▼
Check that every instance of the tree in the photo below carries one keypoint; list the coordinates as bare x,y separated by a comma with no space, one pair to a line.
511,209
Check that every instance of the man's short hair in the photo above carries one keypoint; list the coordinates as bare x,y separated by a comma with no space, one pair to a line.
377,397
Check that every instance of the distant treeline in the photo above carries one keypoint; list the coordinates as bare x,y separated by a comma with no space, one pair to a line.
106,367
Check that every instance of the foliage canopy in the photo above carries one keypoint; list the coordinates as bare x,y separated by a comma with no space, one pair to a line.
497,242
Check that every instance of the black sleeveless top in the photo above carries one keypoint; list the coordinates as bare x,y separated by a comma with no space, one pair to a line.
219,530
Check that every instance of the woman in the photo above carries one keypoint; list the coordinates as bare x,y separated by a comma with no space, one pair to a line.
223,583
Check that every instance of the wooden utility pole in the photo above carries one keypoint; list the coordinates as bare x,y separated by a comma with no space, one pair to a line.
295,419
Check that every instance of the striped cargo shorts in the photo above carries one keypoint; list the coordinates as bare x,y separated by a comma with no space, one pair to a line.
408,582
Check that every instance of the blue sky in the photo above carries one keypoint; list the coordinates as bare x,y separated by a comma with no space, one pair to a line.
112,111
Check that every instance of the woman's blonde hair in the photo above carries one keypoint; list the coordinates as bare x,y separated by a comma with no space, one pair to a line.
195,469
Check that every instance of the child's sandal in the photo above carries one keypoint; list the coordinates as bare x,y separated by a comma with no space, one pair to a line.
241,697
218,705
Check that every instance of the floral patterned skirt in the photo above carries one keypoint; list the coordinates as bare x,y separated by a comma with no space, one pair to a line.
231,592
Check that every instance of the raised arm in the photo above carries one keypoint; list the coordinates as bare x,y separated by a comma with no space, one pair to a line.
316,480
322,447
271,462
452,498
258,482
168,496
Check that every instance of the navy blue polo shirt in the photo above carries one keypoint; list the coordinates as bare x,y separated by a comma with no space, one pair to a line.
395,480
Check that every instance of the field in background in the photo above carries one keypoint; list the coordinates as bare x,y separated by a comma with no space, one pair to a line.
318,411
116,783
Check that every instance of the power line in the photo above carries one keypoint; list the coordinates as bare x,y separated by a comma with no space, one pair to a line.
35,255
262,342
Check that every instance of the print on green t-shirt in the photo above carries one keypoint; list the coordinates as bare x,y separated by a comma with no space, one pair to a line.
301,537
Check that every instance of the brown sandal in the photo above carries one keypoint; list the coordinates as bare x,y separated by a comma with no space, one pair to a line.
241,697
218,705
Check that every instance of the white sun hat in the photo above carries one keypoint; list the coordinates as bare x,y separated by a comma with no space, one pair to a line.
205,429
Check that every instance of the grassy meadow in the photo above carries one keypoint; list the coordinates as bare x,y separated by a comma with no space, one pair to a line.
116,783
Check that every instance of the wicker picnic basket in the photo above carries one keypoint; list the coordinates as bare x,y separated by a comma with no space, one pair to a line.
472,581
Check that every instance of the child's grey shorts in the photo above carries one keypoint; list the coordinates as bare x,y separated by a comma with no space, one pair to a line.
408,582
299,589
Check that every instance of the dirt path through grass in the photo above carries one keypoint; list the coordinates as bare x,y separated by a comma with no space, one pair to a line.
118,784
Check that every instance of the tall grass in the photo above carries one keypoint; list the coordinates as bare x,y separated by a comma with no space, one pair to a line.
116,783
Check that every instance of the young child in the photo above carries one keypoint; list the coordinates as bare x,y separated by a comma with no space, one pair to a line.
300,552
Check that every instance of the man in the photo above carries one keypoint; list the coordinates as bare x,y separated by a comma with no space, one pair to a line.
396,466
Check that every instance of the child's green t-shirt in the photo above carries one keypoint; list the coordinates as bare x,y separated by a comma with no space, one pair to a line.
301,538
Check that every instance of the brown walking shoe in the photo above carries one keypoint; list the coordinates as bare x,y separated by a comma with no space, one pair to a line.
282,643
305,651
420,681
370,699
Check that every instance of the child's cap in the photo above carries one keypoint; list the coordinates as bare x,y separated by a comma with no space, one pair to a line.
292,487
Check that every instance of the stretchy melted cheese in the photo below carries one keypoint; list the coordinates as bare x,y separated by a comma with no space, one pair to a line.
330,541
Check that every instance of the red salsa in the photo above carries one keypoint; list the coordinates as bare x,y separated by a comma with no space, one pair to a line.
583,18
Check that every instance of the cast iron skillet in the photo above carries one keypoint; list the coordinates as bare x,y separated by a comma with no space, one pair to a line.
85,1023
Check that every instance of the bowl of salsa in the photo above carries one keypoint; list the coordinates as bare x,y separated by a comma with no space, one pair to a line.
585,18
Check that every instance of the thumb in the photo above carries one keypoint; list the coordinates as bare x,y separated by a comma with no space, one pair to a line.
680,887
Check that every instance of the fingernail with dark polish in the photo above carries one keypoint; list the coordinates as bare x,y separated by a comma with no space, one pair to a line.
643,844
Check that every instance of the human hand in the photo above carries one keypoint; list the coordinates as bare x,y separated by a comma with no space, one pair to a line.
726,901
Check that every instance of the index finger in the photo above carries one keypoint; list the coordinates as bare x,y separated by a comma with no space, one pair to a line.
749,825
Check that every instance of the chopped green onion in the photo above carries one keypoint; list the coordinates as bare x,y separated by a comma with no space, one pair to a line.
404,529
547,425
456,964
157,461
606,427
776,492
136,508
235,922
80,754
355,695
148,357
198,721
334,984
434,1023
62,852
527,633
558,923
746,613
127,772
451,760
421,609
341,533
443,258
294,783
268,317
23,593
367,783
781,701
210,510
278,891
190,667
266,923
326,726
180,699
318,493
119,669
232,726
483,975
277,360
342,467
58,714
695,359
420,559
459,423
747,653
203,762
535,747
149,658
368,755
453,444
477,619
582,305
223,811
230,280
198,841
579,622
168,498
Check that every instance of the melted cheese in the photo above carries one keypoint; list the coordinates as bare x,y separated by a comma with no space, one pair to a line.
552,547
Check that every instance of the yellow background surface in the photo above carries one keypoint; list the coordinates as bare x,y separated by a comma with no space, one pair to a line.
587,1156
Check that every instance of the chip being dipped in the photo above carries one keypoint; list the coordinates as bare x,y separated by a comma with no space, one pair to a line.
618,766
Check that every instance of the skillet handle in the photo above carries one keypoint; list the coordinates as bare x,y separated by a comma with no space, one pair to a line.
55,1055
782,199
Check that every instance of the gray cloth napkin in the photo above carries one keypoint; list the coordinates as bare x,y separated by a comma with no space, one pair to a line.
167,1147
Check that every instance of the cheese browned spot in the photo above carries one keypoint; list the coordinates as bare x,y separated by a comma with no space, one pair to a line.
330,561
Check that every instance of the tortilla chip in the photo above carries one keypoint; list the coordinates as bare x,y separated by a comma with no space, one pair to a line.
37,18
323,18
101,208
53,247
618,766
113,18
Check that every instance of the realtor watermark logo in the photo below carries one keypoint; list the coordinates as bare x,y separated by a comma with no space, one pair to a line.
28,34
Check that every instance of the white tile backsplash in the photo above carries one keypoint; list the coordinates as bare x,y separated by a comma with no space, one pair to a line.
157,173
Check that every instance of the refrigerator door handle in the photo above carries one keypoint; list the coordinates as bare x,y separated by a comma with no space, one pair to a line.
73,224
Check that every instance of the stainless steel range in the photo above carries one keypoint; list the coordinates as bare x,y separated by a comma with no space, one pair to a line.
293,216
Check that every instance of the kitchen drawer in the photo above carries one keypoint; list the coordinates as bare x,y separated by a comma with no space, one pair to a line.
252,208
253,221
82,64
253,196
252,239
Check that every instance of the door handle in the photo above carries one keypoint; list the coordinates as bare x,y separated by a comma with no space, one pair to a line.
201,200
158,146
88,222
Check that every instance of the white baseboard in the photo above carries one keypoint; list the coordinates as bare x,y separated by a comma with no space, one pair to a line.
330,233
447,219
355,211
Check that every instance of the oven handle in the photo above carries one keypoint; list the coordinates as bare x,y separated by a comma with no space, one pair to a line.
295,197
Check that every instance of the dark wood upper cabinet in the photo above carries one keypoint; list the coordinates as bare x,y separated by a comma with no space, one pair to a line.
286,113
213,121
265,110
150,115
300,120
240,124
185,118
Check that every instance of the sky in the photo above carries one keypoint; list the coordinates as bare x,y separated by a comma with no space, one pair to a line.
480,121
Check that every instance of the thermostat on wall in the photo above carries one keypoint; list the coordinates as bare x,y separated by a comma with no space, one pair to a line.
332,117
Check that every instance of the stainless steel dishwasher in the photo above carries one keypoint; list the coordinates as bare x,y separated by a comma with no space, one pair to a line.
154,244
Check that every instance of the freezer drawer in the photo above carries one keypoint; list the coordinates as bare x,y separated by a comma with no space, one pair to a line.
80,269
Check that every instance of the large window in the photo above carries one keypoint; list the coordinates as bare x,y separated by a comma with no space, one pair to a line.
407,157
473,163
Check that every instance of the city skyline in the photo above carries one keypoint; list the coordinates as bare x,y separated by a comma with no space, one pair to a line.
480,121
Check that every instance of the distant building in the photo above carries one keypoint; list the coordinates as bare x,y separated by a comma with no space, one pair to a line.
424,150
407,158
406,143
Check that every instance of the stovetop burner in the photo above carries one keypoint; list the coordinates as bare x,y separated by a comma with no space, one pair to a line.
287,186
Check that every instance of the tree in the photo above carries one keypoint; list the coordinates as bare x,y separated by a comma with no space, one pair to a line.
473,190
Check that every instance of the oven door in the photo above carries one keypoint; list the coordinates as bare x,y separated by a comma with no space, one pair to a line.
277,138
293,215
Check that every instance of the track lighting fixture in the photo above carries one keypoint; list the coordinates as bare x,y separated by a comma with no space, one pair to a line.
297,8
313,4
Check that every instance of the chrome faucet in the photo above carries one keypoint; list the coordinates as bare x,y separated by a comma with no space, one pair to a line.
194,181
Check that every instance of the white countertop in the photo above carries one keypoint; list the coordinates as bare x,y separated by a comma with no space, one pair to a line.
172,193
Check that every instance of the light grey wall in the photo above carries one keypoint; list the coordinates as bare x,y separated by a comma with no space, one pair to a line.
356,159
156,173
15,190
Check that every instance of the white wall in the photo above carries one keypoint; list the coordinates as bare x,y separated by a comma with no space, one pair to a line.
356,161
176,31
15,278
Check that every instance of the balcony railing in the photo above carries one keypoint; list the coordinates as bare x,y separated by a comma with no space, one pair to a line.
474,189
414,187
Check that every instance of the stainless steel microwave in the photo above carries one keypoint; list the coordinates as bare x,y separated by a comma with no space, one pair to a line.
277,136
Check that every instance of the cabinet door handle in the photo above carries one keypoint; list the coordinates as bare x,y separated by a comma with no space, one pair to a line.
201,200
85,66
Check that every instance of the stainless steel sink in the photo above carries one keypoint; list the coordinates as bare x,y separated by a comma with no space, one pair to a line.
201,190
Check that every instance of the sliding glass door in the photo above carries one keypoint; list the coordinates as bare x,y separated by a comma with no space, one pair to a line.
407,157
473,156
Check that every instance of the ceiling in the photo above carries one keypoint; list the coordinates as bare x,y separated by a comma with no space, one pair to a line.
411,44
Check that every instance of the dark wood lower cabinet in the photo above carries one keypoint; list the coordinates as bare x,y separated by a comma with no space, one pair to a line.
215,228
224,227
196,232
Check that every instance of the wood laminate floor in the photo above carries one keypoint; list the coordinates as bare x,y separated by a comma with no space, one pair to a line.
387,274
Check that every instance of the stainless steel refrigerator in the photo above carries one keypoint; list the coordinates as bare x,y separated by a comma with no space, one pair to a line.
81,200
▲
_What this task involves_. Repeat only the lines running from the line that contains "Check that every instance of the ceiling" through the last line above, inclusive.

_In response_.
Check that every instance of the ceiling in the photo above carries one keypoint; list the coordinates as bare x,y separated by a comma with no space, one pair to a line.
411,44
Check that every instance of the dark wood lower cabinet in the photo above carries one keypoint; list the coordinates as bare x,y separated by a comma with no space, one pair to a line.
215,228
224,227
196,232
Check that every instance of the wood laminate floor in the photo above carries one keypoint; list the coordinates as bare x,y separated by a comma with no space, one pair to a line.
387,274
Check that every instance of the stainless steel refrigerator in the photo above carries one keypoint; list the coordinates as bare x,y separated by a comma with no space, one pair to a line.
81,200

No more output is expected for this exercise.